• [EXTRAIT PRÉSENTÉ]:
Igor Delanoë Igor Delanoë
2 octobre 2020
Le 30 septembre 2015, les forces aérospatiales russes (VKS) réalisaient leurs premières frappes contre des objectifs désignés comme terroristes en Syrie. La campagne menée par Moscou dans la république arabe débutait ainsi après une première phase de déploiement discret des appareils sur la base aérienne de Hmeimim, près de Lattaquié. Cinq ans après son déclenchement, quel bilan tirer de l’opération militaire russe en Syrie ?

Il convient tout d’abord de rappeler que Moscou est intervenue directement dans le conflit afin de sauver un pouvoir syrien qui a alors perdu le contrôle de plus de 70% de son territoire et qui se trouve au bord de l’effondrement. Ce qui est aujourd’hui présentée par le Kremlin comme une opération anti-terroriste réussie avait ainsi pour objectif premier d’empêcher la disparition, perçue alors comme inéluctable, des structures étatiques syriennes. Aujourd’hui, Damas n’est plus menacée de tomber aux mains d’Al-Qaeda ni de celles de l’État islamique (EI), et l’État syrien, quelle que soit sa nature, a été préservé, ce qui était prioritaire pour le Kremlin. Même si elle n’a pu le faire dans le cadre d’une coopération avec la coalition internationale emmenée par Washington, Moscou considère qu’elle a néanmoins largement contribué à détruire ces groupes terroristes – et c’était là un autre objectif –, comme le rappelle le ministre russe de la Défense Sergueï Choïgou dans un article fleuve publié dans Krasnaya Zvezda à l’occasion des cinq ans d’intervention russe en Syrie. Parmi les buts fixés par Vladimir Poutine à ses troupes figurait celui d’empêcher le retour au pays des djihadistes russophones. Selon le ministère russe de la Défense, ce sont près de 4 500 ressortissants russes et de la Communauté des États indépendants ayant rejoint des groupes terroristes en Syrie qui ont à ce jour été neutralisés.

• [EXERCICES À TRAITER]:
[A] Renvoyez le passage de l'extrait qui commence par « Igor Delanoë Igor » et se poursuit jusqu'à « russe en Syrie ? » inclus.
[B] Énumérez tous les lieux situés en Syrie que nomme l'extrait, sans compter la Syrie elle-même.
Les items qui suivent n'ont aucun rôle dans ce travail.

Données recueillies
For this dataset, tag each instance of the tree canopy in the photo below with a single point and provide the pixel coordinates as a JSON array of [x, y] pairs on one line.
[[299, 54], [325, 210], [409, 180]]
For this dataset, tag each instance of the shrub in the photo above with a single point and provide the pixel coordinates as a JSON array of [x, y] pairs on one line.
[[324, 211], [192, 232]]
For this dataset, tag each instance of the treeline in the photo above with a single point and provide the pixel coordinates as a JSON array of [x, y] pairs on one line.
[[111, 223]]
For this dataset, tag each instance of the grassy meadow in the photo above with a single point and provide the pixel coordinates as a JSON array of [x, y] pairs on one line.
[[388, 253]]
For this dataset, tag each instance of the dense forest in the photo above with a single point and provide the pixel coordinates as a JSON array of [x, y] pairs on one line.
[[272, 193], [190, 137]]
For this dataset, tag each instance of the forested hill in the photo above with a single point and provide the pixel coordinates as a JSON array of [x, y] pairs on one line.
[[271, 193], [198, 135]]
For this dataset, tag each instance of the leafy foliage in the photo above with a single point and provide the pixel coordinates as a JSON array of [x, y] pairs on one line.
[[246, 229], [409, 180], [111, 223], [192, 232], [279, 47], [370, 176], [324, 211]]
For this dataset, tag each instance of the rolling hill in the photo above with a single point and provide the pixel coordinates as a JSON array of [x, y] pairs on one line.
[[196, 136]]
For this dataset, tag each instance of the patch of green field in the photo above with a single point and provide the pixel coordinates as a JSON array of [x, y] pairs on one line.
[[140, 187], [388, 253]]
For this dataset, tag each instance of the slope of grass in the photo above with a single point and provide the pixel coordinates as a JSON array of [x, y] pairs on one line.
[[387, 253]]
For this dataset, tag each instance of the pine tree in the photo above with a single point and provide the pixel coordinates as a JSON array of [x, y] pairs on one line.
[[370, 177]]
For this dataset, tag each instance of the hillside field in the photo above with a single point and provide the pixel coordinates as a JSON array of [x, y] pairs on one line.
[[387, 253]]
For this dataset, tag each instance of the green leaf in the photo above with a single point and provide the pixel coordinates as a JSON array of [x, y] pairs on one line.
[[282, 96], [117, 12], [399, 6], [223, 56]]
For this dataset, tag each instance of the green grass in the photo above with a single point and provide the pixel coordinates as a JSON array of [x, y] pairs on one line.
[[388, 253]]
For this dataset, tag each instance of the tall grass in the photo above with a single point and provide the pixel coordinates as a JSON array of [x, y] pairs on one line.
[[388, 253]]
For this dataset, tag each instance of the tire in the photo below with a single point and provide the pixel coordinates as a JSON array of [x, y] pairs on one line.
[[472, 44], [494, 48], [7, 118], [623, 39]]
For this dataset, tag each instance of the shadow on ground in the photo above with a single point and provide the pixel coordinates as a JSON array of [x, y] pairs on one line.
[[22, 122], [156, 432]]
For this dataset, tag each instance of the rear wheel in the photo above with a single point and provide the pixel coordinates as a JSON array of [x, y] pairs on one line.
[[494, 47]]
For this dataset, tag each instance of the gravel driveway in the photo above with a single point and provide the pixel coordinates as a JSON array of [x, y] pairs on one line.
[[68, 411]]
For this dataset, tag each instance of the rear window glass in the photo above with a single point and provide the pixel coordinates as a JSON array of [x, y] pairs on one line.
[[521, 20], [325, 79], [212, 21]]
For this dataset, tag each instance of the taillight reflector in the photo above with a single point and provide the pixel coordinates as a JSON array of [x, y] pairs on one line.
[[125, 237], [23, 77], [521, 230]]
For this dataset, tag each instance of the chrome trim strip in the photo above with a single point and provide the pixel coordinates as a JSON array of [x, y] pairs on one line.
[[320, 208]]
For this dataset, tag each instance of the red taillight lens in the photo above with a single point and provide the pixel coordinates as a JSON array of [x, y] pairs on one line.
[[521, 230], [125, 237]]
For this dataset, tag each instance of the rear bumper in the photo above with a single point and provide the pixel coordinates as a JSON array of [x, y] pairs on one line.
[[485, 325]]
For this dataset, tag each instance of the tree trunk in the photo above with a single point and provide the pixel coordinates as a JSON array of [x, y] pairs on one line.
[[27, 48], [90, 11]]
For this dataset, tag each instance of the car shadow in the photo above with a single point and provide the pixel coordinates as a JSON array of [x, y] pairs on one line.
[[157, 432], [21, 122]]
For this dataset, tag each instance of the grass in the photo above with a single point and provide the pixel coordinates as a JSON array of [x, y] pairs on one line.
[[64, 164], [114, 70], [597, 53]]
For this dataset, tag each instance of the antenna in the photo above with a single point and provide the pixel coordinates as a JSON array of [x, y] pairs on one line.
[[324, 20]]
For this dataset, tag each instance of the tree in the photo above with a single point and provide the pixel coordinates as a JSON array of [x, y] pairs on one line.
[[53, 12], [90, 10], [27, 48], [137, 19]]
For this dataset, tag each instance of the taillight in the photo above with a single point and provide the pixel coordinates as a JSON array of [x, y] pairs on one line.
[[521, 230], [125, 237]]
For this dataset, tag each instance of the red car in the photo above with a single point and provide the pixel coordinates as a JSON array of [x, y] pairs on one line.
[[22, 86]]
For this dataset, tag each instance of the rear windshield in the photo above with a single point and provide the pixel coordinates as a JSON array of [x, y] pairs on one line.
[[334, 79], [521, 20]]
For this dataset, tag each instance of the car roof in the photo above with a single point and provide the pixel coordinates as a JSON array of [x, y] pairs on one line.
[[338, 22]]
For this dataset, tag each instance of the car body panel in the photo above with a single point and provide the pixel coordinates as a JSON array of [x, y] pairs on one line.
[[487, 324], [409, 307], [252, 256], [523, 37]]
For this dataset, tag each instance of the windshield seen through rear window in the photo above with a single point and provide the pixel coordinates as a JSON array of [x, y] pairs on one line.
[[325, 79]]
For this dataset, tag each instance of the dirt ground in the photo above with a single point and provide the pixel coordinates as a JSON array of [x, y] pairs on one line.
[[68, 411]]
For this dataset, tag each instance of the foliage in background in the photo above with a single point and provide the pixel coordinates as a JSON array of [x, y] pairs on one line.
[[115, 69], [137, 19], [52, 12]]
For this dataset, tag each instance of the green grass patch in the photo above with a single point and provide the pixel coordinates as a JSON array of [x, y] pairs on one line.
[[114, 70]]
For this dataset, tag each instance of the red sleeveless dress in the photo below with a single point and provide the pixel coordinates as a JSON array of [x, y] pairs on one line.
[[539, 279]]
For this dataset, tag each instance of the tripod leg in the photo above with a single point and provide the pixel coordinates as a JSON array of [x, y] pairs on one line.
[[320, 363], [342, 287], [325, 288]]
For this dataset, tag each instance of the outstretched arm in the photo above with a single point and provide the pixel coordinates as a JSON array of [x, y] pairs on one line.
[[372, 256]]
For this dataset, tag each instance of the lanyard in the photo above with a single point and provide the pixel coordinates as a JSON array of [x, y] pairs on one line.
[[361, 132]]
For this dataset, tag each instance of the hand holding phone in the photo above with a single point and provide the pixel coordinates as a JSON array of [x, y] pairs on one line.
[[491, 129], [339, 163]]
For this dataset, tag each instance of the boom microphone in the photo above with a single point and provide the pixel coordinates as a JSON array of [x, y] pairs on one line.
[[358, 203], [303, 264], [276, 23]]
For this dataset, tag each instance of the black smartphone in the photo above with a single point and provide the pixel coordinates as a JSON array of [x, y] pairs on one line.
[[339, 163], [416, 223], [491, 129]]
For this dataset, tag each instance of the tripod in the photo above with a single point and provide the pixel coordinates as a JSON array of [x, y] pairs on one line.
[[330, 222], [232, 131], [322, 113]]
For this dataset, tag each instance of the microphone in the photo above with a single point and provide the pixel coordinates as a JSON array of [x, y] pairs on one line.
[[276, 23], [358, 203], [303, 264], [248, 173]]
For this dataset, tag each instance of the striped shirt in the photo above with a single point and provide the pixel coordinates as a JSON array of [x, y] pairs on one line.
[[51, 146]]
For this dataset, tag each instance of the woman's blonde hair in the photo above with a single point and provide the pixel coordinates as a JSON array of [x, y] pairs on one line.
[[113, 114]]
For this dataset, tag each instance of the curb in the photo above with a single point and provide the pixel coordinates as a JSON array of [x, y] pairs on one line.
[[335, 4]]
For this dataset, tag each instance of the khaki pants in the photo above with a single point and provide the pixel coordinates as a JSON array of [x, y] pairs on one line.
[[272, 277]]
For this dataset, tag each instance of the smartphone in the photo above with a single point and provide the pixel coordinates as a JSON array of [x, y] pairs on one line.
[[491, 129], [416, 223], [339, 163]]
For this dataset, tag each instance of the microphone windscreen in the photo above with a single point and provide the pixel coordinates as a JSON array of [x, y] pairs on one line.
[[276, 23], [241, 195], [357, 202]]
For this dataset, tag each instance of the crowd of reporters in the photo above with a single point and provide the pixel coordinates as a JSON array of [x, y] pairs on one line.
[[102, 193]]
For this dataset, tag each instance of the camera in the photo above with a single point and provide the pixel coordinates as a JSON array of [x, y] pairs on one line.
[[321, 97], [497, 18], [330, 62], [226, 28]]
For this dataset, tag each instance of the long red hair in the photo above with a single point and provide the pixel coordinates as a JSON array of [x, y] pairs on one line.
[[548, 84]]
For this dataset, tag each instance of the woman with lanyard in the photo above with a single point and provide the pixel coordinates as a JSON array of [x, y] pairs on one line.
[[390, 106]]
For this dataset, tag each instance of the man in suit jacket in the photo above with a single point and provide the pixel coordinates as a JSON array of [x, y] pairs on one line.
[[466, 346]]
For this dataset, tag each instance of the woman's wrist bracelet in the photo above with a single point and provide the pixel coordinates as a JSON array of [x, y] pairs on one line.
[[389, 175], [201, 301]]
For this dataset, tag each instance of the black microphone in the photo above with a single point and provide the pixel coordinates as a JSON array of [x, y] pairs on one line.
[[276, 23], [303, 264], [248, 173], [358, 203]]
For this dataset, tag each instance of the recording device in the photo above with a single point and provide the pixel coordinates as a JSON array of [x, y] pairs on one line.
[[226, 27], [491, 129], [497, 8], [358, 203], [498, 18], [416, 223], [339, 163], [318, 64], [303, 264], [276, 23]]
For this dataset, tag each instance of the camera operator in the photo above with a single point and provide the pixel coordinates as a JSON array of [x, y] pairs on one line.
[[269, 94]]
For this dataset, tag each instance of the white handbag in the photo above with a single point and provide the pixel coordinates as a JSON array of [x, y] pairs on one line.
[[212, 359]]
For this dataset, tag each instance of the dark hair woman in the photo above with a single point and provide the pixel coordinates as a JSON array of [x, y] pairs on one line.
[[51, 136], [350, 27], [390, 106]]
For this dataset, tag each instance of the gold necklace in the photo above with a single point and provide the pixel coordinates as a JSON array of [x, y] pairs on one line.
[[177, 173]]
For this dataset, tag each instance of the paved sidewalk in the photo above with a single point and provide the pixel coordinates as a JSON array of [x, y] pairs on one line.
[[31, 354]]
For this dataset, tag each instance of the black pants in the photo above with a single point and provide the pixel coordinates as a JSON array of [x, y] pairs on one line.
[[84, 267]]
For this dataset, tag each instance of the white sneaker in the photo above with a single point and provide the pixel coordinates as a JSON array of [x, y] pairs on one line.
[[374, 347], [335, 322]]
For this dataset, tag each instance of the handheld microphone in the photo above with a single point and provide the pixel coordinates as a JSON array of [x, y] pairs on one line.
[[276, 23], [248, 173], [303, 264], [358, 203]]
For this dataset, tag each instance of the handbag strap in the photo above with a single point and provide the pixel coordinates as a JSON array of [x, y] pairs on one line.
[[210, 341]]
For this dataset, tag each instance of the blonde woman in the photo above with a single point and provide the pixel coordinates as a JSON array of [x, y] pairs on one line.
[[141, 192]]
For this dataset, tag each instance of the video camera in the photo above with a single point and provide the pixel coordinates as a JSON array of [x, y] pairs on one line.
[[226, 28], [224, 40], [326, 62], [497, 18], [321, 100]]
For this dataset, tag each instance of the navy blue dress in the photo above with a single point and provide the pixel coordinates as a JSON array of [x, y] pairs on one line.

• [RÉSULTATS PAR TÂCHE]:
[A]
Igor Delanoë Igor Delanoë
2 octobre 2020
Le 30 septembre 2015, les forces aérospatiales russes (VKS) réalisaient leurs premières frappes contre des objectifs désignés comme terroristes en Syrie. La campagne menée par Moscou dans la république arabe débutait ainsi après une première phase de déploiement discret des appareils sur la base aérienne de Hmeimim, près de Lattaquié. Cinq ans après son déclenchement, quel bilan tirer de l’opération militaire russe en Syrie ?

[B]
- la base aérienne de Hmeimim
- Lattaquié
- Damas